-- Information shown follows --

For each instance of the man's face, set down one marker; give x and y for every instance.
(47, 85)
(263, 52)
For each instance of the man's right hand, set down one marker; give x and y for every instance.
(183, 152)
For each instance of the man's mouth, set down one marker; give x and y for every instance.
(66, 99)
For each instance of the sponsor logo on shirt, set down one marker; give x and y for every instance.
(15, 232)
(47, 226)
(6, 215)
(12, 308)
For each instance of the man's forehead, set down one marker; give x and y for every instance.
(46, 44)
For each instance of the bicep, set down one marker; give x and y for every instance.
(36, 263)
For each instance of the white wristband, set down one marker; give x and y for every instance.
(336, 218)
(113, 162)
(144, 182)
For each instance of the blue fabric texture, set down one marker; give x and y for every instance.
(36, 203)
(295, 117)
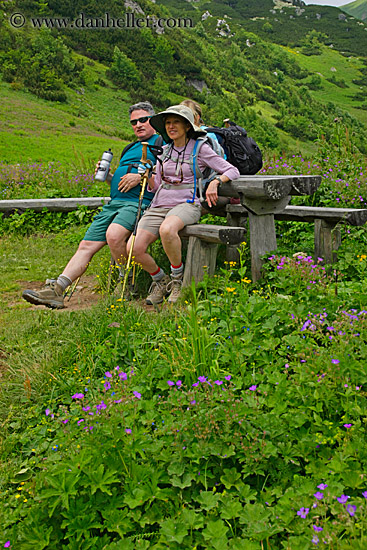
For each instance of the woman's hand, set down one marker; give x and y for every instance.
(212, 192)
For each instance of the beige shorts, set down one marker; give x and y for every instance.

-- Information shown concluded --
-- Information shown follows --

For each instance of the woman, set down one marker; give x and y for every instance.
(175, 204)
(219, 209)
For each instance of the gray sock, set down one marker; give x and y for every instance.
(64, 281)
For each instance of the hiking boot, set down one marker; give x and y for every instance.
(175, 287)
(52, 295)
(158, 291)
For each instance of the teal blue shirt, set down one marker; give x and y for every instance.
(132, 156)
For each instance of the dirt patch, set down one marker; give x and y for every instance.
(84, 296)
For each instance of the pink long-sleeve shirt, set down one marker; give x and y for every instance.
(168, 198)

-- Information shown concluded --

Make an exact copy of the lines above, beginning with the line with "For each instance of the sponsor" and ending with the line with "For each instance of the beige", and keep the pictures out of it.

For each instance of the sponsor logo on shirt, set down one marker; give x and y for every instance.
(15, 232)
(47, 226)
(6, 215)
(12, 308)
For each instance of the man's forehead, set down one marker; give x and y for every instance.
(46, 44)
For each instance of the bicep, set down one marker; give x and y for every instance.
(36, 263)
For each instance of the white wristband, set down one marker; give x and y for every instance.
(336, 218)
(113, 162)
(144, 182)
For each instance of the blue fabric texture, set down one marker; give x and y for every instance.
(36, 203)
(295, 117)
For each instance of the woman's hand, set down one marker; give x and y for every instance.
(212, 192)
For each instance of the beige shorts, set down one marker; give x and y for every instance.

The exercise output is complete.